===== SUPPLIED INFORMATION
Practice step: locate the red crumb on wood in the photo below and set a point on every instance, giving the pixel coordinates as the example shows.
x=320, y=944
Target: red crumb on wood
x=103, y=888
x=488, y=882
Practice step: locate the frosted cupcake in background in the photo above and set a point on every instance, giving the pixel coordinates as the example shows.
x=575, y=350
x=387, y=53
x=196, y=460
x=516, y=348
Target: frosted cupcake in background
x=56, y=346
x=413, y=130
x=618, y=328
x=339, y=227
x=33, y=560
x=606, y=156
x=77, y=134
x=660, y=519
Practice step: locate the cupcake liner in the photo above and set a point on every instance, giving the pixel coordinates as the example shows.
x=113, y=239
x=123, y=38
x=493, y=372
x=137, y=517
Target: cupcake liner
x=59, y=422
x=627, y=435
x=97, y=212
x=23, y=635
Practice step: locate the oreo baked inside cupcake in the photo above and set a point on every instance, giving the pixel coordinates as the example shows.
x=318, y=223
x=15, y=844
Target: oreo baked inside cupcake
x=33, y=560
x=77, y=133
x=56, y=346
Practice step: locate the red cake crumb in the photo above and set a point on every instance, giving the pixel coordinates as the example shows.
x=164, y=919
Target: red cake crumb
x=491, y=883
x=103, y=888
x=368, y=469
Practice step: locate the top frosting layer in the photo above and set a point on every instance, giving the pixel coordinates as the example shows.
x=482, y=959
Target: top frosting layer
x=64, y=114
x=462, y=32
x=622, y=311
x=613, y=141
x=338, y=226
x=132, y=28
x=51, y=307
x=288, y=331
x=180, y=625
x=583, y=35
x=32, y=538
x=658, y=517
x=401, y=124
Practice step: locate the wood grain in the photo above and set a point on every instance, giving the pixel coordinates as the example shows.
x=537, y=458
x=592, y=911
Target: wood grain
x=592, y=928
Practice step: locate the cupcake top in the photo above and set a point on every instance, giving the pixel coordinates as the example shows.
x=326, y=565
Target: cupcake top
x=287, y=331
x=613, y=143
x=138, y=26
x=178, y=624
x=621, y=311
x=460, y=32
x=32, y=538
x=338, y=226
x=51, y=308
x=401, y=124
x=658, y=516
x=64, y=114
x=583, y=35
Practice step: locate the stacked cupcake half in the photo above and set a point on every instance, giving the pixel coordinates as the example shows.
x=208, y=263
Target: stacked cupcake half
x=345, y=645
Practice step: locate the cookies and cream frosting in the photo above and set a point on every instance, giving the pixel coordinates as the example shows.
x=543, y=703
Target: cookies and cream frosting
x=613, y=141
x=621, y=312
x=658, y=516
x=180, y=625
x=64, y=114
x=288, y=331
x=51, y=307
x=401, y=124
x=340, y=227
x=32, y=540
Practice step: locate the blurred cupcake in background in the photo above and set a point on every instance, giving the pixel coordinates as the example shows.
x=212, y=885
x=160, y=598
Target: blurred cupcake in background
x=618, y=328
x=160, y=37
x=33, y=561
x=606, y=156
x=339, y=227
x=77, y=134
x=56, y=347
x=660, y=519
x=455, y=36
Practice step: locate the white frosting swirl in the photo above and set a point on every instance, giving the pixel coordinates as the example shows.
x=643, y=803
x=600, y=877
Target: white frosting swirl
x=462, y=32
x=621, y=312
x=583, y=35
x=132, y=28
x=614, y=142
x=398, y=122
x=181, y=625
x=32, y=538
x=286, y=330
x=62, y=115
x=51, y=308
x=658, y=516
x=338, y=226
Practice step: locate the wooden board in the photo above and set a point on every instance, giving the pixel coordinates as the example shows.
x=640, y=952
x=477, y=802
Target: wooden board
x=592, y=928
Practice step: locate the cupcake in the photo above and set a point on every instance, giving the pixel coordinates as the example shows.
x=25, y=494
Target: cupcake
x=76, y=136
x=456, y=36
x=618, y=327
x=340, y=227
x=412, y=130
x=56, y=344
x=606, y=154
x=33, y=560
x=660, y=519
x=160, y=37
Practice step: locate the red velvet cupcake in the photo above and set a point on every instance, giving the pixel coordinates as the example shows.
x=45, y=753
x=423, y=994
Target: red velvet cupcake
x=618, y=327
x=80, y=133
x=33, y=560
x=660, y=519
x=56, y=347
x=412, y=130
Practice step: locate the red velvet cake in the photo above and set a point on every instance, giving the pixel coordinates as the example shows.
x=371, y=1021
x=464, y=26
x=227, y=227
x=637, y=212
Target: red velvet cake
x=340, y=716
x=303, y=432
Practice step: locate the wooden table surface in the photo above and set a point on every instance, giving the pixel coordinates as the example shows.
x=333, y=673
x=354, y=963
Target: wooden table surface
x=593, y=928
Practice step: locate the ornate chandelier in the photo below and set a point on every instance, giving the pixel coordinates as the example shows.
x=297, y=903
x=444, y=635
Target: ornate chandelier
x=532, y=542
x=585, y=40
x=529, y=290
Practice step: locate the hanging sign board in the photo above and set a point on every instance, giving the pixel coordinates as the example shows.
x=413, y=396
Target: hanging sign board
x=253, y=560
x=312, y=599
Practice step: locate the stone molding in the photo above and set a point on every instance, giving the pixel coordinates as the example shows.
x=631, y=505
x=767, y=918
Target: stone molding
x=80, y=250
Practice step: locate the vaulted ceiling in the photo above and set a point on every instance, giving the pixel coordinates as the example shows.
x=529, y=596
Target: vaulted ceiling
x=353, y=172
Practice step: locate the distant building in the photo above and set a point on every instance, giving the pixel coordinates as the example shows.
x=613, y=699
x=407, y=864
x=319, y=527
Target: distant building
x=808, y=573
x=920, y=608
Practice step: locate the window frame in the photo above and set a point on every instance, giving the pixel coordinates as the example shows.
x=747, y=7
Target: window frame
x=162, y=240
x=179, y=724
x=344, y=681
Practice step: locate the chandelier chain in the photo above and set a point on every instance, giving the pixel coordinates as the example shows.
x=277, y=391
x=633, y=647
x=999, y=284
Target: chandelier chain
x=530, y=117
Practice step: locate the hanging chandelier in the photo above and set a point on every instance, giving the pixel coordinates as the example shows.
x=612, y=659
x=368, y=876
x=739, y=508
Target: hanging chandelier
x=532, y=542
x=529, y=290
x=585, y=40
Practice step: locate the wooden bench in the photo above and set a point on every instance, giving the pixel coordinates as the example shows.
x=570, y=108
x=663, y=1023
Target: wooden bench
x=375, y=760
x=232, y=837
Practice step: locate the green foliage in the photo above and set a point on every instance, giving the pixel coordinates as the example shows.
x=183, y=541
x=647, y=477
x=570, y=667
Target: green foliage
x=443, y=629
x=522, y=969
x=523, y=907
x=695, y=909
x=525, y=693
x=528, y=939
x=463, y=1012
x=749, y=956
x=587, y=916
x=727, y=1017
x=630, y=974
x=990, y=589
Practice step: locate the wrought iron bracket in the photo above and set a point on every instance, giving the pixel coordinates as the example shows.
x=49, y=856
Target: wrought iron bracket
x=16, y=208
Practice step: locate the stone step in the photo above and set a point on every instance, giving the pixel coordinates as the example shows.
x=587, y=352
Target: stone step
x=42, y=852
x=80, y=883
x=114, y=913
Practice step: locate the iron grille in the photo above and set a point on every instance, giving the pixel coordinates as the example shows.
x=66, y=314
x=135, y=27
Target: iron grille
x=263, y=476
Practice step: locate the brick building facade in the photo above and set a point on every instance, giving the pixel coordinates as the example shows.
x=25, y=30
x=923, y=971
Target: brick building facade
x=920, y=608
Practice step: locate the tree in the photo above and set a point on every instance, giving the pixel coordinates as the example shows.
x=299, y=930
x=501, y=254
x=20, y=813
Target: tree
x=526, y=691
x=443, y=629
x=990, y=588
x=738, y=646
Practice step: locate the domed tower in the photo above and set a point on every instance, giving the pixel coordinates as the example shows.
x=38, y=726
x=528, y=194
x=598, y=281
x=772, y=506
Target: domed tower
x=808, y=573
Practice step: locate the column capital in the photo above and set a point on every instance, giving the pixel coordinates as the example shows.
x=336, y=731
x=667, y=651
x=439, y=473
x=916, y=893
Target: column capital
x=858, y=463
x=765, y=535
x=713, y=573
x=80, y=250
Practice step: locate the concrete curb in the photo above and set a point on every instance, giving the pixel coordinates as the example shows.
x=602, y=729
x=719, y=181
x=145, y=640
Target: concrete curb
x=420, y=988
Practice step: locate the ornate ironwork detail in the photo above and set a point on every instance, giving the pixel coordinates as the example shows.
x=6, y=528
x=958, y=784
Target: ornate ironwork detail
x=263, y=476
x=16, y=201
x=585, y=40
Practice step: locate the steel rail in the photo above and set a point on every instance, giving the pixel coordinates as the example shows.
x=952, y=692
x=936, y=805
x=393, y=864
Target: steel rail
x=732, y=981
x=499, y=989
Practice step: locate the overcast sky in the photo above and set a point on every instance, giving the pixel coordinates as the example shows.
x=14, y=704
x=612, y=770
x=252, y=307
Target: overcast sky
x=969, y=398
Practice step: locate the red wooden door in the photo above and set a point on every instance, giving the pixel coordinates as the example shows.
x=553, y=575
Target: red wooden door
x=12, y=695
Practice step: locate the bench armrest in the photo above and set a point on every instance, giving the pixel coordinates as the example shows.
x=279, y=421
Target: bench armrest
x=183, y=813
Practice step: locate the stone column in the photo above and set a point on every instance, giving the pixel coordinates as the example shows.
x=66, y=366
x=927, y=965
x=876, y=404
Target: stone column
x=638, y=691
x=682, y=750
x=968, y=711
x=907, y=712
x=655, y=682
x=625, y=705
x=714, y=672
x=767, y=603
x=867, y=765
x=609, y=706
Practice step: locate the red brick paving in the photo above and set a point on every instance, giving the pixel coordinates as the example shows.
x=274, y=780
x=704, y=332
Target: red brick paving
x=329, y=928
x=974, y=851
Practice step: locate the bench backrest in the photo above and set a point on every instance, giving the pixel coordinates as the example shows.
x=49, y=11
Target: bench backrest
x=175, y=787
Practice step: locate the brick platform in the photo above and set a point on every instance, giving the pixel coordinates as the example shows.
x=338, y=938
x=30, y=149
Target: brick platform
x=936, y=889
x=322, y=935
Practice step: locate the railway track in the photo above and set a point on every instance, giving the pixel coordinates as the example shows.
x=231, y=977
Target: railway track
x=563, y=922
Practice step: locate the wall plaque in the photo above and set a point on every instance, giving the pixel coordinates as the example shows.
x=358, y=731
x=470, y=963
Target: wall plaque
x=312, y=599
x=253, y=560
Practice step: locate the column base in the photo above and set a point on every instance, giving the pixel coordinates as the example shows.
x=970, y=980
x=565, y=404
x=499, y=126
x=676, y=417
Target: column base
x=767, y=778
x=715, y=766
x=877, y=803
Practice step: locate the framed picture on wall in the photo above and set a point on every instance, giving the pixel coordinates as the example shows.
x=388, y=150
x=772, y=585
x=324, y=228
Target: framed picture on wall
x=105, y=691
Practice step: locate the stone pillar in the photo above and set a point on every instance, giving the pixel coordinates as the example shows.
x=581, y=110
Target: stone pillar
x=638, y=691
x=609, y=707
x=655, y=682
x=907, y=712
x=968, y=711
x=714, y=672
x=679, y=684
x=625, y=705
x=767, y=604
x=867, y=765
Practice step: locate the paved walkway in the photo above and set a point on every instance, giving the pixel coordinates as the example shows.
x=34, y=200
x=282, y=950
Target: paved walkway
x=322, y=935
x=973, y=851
==========
TASK DETAILS
The answer to this exercise is one number: how many lines of the records above contain the string "below".

ANSWER FOR THIS EXERCISE
2